§ **RECORDS SHOWN**
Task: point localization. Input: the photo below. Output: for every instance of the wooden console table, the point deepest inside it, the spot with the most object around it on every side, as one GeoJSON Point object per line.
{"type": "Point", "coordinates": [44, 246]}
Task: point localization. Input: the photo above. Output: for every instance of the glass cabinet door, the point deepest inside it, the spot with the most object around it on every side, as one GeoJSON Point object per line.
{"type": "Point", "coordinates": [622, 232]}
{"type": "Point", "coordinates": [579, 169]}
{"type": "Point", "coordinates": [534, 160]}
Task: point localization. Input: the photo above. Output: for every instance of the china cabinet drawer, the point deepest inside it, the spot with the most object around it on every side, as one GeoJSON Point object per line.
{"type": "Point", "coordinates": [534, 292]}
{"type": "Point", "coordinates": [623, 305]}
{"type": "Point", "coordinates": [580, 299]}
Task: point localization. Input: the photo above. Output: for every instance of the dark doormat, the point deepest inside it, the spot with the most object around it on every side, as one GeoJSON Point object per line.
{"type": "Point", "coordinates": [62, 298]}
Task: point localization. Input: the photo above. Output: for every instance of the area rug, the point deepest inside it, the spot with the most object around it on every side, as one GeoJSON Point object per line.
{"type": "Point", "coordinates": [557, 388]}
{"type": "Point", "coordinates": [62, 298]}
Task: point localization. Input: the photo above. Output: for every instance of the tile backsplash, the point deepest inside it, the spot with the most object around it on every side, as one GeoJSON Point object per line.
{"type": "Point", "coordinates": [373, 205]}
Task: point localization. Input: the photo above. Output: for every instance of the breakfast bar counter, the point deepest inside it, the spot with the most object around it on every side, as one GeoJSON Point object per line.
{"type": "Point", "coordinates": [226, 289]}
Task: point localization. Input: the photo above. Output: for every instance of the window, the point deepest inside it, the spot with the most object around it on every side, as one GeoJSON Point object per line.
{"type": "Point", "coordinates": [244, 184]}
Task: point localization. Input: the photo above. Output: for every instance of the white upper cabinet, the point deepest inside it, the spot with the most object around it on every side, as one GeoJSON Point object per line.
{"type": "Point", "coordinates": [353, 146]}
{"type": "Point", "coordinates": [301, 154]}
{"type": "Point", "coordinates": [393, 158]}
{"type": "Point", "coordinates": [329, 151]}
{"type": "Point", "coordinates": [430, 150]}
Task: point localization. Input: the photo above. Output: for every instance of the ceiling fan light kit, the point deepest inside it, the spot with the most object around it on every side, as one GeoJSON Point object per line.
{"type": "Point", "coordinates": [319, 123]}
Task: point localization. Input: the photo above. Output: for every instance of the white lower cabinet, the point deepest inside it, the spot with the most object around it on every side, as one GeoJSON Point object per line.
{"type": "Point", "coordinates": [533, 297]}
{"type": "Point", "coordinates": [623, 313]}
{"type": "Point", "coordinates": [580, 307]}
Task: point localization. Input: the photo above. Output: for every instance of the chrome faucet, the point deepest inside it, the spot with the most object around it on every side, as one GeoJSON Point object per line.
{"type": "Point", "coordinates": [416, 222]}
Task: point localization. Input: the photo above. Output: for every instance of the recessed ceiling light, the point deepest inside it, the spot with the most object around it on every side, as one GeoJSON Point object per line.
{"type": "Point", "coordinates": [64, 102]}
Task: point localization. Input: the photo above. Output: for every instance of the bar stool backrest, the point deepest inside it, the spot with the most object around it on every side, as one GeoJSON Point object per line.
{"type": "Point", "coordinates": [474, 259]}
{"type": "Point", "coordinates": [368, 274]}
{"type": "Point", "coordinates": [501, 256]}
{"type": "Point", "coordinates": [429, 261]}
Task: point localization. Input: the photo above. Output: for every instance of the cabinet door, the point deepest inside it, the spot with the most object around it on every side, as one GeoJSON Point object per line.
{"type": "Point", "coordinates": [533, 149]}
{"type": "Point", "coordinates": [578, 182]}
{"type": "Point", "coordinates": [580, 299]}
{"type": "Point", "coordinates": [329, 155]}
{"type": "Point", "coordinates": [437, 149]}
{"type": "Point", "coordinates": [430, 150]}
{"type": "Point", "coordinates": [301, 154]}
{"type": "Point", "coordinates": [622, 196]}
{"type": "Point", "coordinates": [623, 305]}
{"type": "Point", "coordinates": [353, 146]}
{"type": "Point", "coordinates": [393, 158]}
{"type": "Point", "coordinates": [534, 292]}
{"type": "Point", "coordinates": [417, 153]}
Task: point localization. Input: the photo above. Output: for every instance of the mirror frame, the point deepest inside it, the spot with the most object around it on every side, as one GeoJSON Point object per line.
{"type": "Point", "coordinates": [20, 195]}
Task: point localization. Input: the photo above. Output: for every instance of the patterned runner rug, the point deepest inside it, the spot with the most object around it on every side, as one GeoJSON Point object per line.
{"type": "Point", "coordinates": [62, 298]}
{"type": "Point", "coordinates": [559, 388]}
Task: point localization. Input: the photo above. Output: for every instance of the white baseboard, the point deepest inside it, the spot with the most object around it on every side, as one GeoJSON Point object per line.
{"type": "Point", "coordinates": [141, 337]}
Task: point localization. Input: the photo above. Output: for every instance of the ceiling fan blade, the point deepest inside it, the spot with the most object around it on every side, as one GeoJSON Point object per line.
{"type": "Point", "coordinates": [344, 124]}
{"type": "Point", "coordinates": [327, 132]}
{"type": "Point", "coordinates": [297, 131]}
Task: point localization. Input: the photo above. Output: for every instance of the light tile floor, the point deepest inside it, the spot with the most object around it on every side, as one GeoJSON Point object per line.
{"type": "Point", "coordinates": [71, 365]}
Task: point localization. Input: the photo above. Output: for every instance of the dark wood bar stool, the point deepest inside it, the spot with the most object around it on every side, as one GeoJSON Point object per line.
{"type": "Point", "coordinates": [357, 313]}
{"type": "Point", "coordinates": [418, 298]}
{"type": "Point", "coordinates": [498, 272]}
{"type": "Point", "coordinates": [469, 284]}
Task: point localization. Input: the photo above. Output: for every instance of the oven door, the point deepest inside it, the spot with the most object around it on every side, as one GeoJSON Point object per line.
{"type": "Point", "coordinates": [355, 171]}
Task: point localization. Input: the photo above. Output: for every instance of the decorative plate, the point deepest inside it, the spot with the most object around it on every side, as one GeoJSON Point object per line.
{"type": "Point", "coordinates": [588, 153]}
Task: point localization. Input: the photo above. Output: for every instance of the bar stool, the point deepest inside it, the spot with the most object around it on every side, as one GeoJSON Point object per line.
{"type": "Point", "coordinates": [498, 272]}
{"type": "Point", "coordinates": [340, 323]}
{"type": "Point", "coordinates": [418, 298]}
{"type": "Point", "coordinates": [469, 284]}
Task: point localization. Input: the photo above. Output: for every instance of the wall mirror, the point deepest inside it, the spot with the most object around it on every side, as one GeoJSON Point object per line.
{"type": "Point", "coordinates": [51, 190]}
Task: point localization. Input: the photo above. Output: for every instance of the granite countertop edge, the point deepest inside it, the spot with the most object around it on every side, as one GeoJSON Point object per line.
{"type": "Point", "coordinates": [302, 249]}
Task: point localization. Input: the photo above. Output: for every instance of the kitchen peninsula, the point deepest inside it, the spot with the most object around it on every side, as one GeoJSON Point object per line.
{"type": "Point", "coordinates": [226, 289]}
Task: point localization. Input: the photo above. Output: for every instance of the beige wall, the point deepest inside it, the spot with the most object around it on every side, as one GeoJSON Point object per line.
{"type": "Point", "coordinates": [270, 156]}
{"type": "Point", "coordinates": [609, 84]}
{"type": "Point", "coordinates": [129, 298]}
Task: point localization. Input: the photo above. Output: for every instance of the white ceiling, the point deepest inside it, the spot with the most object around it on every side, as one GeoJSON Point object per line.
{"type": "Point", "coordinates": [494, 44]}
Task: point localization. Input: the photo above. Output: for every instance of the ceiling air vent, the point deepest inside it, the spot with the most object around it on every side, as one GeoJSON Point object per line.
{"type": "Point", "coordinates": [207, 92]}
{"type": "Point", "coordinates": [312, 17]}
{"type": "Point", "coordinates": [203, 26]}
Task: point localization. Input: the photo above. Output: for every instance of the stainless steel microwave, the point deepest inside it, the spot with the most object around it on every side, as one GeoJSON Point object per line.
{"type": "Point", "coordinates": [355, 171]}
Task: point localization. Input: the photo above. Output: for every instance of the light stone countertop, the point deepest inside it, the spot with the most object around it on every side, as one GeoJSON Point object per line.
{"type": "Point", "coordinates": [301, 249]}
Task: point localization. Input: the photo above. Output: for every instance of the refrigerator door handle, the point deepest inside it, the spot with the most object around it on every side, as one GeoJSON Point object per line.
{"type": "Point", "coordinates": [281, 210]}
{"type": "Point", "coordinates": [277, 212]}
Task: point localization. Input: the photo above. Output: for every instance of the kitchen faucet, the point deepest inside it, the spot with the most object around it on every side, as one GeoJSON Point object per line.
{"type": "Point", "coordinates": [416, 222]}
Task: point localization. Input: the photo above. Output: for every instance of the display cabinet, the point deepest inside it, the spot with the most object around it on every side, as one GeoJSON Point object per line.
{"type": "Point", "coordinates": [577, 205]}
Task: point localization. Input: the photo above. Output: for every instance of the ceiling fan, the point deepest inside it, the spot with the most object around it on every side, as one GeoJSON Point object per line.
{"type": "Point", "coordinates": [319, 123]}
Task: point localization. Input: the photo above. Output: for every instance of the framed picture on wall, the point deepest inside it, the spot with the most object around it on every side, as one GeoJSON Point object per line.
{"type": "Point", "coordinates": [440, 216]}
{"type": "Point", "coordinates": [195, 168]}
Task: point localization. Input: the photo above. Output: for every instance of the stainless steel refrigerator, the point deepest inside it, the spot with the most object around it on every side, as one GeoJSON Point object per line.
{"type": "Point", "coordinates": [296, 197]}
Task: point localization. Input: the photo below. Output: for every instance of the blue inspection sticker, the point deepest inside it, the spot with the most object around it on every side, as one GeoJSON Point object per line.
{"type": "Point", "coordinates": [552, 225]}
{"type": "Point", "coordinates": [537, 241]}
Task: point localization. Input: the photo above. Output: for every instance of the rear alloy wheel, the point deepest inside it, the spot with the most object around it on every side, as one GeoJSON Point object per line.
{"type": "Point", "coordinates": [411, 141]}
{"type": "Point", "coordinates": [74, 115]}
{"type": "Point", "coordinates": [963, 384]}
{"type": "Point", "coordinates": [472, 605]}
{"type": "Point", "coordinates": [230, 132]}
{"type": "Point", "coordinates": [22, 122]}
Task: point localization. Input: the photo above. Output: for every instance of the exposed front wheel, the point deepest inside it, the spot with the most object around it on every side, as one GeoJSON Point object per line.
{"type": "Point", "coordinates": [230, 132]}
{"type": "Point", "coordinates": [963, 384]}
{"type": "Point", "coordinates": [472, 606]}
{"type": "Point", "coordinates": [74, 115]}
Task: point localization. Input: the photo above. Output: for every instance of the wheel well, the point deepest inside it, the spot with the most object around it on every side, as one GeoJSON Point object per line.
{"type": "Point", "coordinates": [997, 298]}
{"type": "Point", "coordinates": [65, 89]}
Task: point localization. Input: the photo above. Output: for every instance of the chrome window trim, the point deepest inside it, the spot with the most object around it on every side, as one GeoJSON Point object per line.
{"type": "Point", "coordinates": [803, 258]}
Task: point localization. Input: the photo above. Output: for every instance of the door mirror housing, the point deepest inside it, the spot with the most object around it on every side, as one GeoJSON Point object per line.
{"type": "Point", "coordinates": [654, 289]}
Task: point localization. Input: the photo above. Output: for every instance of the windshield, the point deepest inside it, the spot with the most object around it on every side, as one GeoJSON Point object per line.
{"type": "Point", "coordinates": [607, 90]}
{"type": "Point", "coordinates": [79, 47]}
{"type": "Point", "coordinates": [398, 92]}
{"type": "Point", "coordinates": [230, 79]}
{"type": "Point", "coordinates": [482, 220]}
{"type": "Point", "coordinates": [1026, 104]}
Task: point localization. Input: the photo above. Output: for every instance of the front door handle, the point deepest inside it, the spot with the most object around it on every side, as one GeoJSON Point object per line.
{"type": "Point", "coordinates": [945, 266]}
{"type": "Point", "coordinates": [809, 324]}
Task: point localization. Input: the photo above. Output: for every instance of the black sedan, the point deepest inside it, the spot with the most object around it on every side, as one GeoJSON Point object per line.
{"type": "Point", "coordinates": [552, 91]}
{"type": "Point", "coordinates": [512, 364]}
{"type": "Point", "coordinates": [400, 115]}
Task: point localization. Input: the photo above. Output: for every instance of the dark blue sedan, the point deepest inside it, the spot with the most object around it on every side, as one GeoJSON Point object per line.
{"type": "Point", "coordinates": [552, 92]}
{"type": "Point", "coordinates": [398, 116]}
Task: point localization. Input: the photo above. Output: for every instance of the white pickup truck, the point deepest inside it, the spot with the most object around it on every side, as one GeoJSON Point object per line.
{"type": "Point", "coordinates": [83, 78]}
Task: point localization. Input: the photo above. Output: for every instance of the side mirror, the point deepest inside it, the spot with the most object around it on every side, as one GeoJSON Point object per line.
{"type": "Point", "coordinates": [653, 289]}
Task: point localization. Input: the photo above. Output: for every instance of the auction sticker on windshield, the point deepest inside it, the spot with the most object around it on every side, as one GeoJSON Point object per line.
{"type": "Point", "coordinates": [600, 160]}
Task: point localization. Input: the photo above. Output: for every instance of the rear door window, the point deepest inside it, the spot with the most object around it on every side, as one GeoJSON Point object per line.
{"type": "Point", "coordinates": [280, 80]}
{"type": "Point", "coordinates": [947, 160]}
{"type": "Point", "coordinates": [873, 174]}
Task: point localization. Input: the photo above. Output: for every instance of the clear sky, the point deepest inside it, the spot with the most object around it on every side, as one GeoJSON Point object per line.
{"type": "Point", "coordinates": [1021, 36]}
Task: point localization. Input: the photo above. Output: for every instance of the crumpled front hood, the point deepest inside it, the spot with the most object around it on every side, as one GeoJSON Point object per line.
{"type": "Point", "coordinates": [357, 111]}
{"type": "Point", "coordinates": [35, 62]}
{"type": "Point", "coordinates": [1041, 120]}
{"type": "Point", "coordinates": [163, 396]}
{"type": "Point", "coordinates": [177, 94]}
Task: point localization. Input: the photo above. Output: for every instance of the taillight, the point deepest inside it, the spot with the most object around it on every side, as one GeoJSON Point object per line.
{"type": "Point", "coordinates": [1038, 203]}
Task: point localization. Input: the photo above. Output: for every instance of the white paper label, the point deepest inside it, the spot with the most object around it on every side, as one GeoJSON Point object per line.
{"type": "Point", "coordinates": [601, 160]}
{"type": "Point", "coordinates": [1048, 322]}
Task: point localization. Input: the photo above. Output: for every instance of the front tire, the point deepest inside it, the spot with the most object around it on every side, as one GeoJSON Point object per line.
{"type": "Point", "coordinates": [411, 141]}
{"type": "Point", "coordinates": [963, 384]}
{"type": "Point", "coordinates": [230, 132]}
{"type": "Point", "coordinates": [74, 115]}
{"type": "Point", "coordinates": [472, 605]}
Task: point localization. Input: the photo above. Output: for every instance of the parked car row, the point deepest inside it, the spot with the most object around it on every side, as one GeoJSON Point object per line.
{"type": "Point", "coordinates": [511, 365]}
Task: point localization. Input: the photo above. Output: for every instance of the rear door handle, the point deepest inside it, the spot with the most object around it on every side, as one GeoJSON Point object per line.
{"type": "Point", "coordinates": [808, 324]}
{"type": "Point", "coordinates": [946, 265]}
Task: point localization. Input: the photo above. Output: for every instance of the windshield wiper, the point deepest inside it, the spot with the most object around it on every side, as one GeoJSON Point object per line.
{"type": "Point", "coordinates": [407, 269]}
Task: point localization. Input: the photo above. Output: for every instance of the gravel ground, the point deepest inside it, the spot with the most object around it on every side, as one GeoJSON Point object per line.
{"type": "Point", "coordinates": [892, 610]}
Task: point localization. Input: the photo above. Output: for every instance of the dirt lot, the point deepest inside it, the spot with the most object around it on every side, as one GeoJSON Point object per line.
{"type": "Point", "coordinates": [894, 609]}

§ **WORK TO COMPLETE**
Reproduce the listing above exactly from the line containing "front tire, the" through its last line, with both of those lines included.

§ **WRITTEN RESPONSE**
Task: point localization. Input: the photo above. Output: for every instance of the front tire, the point deepest inside it, the spot with the most object around it on every side, as one GeoJSON Point object per line.
{"type": "Point", "coordinates": [411, 141]}
{"type": "Point", "coordinates": [963, 384]}
{"type": "Point", "coordinates": [230, 132]}
{"type": "Point", "coordinates": [74, 115]}
{"type": "Point", "coordinates": [472, 605]}
Task: point localization. Input: the photo above. Output: for every instance of the parked car row, the point deepest inside it, the spot with the most object around it on every side, as one GeoJSON Point object per line.
{"type": "Point", "coordinates": [511, 365]}
Task: point localization. Input: the photo above. Output: for every instance of the rear door handle, the point deepest inside it, the spot with the most object around it on every side, as one GeoJSON Point object per line.
{"type": "Point", "coordinates": [808, 324]}
{"type": "Point", "coordinates": [946, 265]}
Task: point localization. Input: the photo above. Output: for every instance of the windshield wiper, the point deepest inside it, the spot with the most object around it on every side, as one GeoJSON Point object per line.
{"type": "Point", "coordinates": [407, 269]}
Task: point localization. Input: the photo above. Output: for every instance of the gravel ground, the point deepest inside it, the spot with the most object around it on every side, as one GeoJSON Point object per line.
{"type": "Point", "coordinates": [892, 610]}
Task: point localization. Input: the photo above. Output: for every instance of the dirt lot, the point deepest inside it, the spot with the most object around it on every side, as one GeoJSON Point object per line.
{"type": "Point", "coordinates": [894, 609]}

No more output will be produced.